* _Required work_: Produce an exact copy of all the records.

* _Pointing dataset excerpts_:
________________________

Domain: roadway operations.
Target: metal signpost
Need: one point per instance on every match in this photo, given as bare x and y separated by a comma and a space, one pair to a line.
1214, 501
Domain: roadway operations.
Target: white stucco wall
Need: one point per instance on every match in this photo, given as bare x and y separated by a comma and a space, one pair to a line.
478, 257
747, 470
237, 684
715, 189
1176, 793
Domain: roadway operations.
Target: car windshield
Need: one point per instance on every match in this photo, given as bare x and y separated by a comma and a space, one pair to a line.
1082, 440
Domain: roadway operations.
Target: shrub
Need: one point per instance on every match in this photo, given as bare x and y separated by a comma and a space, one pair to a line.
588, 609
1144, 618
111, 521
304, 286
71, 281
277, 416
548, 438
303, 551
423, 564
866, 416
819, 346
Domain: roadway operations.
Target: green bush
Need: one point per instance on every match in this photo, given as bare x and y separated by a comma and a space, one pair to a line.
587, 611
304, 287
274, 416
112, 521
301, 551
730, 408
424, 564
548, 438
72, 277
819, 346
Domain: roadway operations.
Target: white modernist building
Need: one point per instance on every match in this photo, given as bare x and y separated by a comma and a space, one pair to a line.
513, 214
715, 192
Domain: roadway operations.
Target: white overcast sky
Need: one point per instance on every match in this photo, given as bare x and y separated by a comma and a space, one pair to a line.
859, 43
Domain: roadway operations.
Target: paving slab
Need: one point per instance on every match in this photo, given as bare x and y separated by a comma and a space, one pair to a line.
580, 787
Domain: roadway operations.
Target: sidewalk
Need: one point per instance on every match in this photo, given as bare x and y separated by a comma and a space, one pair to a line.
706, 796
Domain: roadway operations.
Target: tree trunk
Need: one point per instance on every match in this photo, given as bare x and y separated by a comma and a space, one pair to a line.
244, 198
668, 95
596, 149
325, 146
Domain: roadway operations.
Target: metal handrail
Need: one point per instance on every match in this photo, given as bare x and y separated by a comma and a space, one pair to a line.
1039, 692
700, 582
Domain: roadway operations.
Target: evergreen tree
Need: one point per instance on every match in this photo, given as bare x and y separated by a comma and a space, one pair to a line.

________________________

* _Task solution_:
Domain: roadway operations.
Target: metal signpost
Need: one point per instance on every match in this photo, given as bare x and y separated by a comma and a space, one pair to a line.
1214, 501
Domain: roadway operations.
Target: white stucco wall
Need: one point per instance on every match in this photo, given as bare x and y separated by a comma and a space, one pair to a line.
478, 257
747, 470
237, 684
715, 189
1176, 793
Domain: roadway operations.
Target: car windshield
Need: one point per instance on every match in this photo, given as bare x and y separated by a comma and a space, one pair to a line.
1082, 440
Domain: roadway operations.
Target: shrub
Need: one point per instance on every match in this photo, given as bare x and y separated by a comma and a space, one pair to a line.
588, 609
1144, 618
111, 521
304, 286
71, 281
277, 416
548, 438
303, 551
423, 564
866, 416
819, 346
Domain: roadway operations.
Target: green bush
Need: one point per instance on every match in this photo, given as bare x and y separated by a comma and a space, one pair to a line.
587, 611
304, 287
274, 416
112, 521
301, 551
730, 408
424, 564
548, 438
72, 277
819, 346
Domain: roadway operations.
Target: white modernist building
Need: one point per instance on every match in this photo, given as bare x and y separated by a comma and a space, one pair to a line.
513, 214
715, 192
Domain: roadway operations.
Target: white overcast sky
Need: one point per instance on every match in this photo, given as bare x and y separated by a comma and a space, one pair to a line.
859, 43
Domain: roadway operations.
Target: paving slab
Need: one point per instance on every match in this photo, given as bare x and y separated by a comma and a space, one pair to a line.
580, 787
Domain: roadway operations.
Target: sidewalk
Need: one point per instance on every match in this photo, given as bare x and y separated by a comma and a space, one pair to a line.
706, 796
Domain: roadway operations.
Target: tree trunk
Need: one point per instance on every match in this photo, given as bare x and y separated by a comma and a space, one pair to a line.
244, 198
668, 95
596, 149
325, 146
Domain: roadway operations.
Target: metal handrail
Need: one point per instance on every match in this photo, given as bare x and y separated by a comma and a space, one pair to a line.
1039, 692
700, 582
Domain: roadway operations.
Target: evergreen tree
Need: one point per instance on every match in this photo, given as bare x and y separated by a comma and a space, one pair to a line.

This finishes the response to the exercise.